---- Data for the task

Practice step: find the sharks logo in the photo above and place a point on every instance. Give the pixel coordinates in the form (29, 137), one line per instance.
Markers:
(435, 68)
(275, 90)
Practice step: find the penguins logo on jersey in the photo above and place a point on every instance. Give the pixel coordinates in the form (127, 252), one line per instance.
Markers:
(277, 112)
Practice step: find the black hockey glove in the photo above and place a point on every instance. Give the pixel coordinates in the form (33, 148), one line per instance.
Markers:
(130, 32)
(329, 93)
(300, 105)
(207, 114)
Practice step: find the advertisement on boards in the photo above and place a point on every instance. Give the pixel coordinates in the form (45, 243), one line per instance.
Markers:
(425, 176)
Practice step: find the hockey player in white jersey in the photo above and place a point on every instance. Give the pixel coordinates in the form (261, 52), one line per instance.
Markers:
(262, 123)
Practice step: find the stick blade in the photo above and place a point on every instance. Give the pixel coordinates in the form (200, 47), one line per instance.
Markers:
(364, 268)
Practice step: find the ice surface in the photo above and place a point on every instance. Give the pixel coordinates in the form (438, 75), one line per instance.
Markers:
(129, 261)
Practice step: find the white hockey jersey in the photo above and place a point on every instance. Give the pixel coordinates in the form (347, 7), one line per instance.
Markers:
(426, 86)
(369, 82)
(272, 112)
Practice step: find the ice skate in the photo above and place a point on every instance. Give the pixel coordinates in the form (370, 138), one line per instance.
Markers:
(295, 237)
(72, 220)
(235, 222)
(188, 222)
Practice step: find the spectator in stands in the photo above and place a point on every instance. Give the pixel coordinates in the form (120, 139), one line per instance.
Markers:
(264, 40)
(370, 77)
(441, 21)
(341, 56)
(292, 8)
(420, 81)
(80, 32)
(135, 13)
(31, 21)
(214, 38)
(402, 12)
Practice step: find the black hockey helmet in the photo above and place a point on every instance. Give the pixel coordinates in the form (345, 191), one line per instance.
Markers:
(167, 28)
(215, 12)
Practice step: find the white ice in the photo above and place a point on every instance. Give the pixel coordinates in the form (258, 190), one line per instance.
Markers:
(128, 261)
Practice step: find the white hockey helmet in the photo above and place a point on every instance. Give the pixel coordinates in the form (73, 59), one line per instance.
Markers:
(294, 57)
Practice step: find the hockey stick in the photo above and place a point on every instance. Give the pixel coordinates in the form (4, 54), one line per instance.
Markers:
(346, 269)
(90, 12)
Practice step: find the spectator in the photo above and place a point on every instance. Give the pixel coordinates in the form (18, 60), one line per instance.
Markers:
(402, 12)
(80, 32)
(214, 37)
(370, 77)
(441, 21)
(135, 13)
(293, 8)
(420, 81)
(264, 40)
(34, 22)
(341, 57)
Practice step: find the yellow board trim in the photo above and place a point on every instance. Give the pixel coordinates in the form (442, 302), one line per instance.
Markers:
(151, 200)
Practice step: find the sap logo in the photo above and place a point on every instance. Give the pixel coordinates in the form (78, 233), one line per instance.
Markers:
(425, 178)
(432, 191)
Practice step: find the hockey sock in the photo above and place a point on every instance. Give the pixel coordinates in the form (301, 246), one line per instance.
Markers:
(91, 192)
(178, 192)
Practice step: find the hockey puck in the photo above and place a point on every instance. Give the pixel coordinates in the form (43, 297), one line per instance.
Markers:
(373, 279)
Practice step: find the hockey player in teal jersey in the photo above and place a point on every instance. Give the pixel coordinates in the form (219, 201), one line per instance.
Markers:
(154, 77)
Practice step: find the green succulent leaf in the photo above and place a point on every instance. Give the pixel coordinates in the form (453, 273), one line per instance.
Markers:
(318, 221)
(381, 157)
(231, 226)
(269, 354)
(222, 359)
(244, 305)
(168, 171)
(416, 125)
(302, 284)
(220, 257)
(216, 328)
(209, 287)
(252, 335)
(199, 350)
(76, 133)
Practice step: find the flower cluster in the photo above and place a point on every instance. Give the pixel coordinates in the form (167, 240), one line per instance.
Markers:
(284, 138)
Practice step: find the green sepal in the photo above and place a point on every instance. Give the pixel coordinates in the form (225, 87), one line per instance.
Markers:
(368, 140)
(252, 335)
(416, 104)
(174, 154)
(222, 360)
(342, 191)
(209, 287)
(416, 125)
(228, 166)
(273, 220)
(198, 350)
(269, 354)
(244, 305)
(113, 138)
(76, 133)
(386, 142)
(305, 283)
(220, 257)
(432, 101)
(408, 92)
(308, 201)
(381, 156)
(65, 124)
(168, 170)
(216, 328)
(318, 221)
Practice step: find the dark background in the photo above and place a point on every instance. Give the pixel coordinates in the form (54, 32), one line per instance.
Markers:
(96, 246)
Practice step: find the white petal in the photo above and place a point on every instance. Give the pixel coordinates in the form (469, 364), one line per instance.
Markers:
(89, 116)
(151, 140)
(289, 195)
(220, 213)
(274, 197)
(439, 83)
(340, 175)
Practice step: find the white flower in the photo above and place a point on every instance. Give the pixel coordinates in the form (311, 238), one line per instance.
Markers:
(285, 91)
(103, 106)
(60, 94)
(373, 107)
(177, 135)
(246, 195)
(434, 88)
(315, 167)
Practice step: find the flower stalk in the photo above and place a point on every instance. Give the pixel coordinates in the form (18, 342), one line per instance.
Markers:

--------

## Problem details
Reproduce the material exactly, with every line intact.

## Complete response
Practice step: find the sharks logo in the photo above and place a point on every instance. Give the pixel coordinates in the form (29, 137), one line per instance.
Markers:
(435, 68)
(275, 90)
Practice step: find the penguins logo on jersey in the photo above and place a point on every instance. Give the pixel coordinates in the form (127, 252), one line per instance.
Markers:
(277, 112)
Practice step: find the black hockey glove in the photo above and place a point on every instance. Give the pixel coordinates in the form (33, 148), one line per instance.
Markers:
(130, 32)
(329, 93)
(300, 105)
(207, 114)
Practice step: find the advertisement on boards in the photo above and place a point on every instance. Give the pixel coordinates in the form (45, 243), one line per instance.
Markers:
(425, 176)
Practice step: find the hockey player in white jersey in the photo above and place a point on every instance. Give the pixel coordinates in the form (261, 52), one line per instance.
Markers:
(262, 123)
Practice step: find the stick blade in the photo above and place a point on every instance. Give the pixel coordinates in the form (200, 47), one line per instance.
Markers:
(364, 268)
Practice step: find the ice surface in the photo above and place a point on every instance. Give the pixel coordinates in the form (438, 75), one line per instance.
Markers:
(129, 261)
Practice step: find the white hockey jersey in the photo above and place a point on every instance. Give the pixel coordinates in the form (347, 7), one line per instance.
Markers:
(426, 86)
(369, 82)
(272, 112)
Practice step: find the ice skate in the photo above and place a point on every instance. Give the pixel coordinates in the form (370, 138), one line per instance.
Markers:
(295, 237)
(72, 220)
(235, 222)
(188, 222)
Practice step: find the spectator in stands in the photo above and place a point on every instance. Give the pixel coordinates in the form (120, 139), one line per instance.
Markers:
(264, 40)
(370, 77)
(441, 21)
(341, 56)
(292, 8)
(420, 81)
(80, 32)
(135, 13)
(31, 21)
(214, 38)
(402, 12)
Practice step: find the black hockey helmet in the photo above and place a point on every instance. Give the pixel coordinates in the form (345, 191), one line per instance.
Markers:
(167, 28)
(215, 12)
Practice step: find the white ice in the photo above and place a point on every instance. Give the pixel coordinates in the form (258, 190), one line per instance.
Markers:
(128, 261)
Practice step: find the white hockey helmet in the photo above and place a point on every instance. Give the pixel coordinates in the form (73, 59), one line per instance.
Markers:
(294, 57)
Practice step: find the hockey stick in the photo above and place a point on every instance. Give the pixel coordinates in the form (4, 54), one line per instance.
Markers:
(346, 269)
(90, 12)
Practice step: find the spectator in the photo above and place a point on every instance. Give the pixel coordinates in the form (18, 60), one line per instance.
Markers:
(402, 12)
(80, 32)
(214, 37)
(370, 77)
(441, 21)
(135, 13)
(293, 8)
(420, 81)
(264, 40)
(34, 22)
(341, 57)
Practice step: find the yellow board trim in the photo above and place a point on every instance. Give the pixel coordinates in the form (442, 302), one line per instance.
Markers:
(151, 200)
Practice step: find the sap logo in the photo above and place a point on every instance. Give the pixel coordinates in the form (78, 233), one line per instance.
Markers:
(425, 178)
(432, 191)
Practice step: find the hockey sock in the photo above and place a point on every instance. Give the pixel coordinates in the form (301, 246), one line per instance.
Markers:
(91, 192)
(178, 192)
Practice step: find the hockey puck in the photo above and place a point on every instance. Give the pixel coordinates in the form (43, 297), one line per instance.
Markers:
(373, 279)
Practice step: find the hockey player in teal jersey in the photo above and place a point on every instance. Give the pixel coordinates in the form (219, 201), one line per instance.
Markers:
(154, 77)
Practice step: find the green succulent leaf in the photo above and place a point on every instance. Give the pixel coordinates in the form (453, 273), one line per instance.
Markers:
(318, 221)
(381, 157)
(231, 226)
(269, 354)
(222, 359)
(244, 305)
(168, 171)
(416, 125)
(302, 284)
(220, 257)
(216, 328)
(209, 287)
(252, 335)
(199, 350)
(76, 133)
Practice step: find the flower cluster in the photo above and place a point on every instance. Give the pixel coordinates in the form (167, 240), one line per instance.
Markers:
(284, 138)
Practice step: find the green sepal in the photo above and place a point on every instance. Give the pixel coordinates in the form (225, 87), one line per instance.
Markers:
(368, 140)
(252, 335)
(416, 104)
(174, 154)
(222, 360)
(342, 191)
(209, 287)
(416, 125)
(228, 166)
(273, 220)
(198, 350)
(269, 354)
(244, 305)
(113, 138)
(76, 133)
(386, 142)
(305, 283)
(220, 257)
(432, 101)
(408, 92)
(308, 201)
(381, 156)
(65, 124)
(168, 170)
(216, 328)
(318, 221)
Practice step: find the dark background in the photo above and place a point on every instance. Give the pixel coordinates in the form (54, 32), one line per instance.
Markers:
(96, 246)
Practice step: find the white petal in the photo above and place a point on every instance. Give the pixel coordinates in the form (469, 364), one line per instance.
Markers:
(89, 116)
(151, 140)
(289, 195)
(220, 213)
(274, 197)
(439, 83)
(340, 175)
Practice step: find the white flower in the photo above and place a point on every instance. Give the pixel coordinates in the form (311, 238), one line per instance.
Markers:
(285, 91)
(103, 106)
(60, 94)
(373, 107)
(177, 135)
(246, 195)
(434, 88)
(315, 167)
Practice step: find the flower stalk in the photo above and place a point on every instance. Give the pixel coordinates in the form (18, 342), one line per instance.
Markers:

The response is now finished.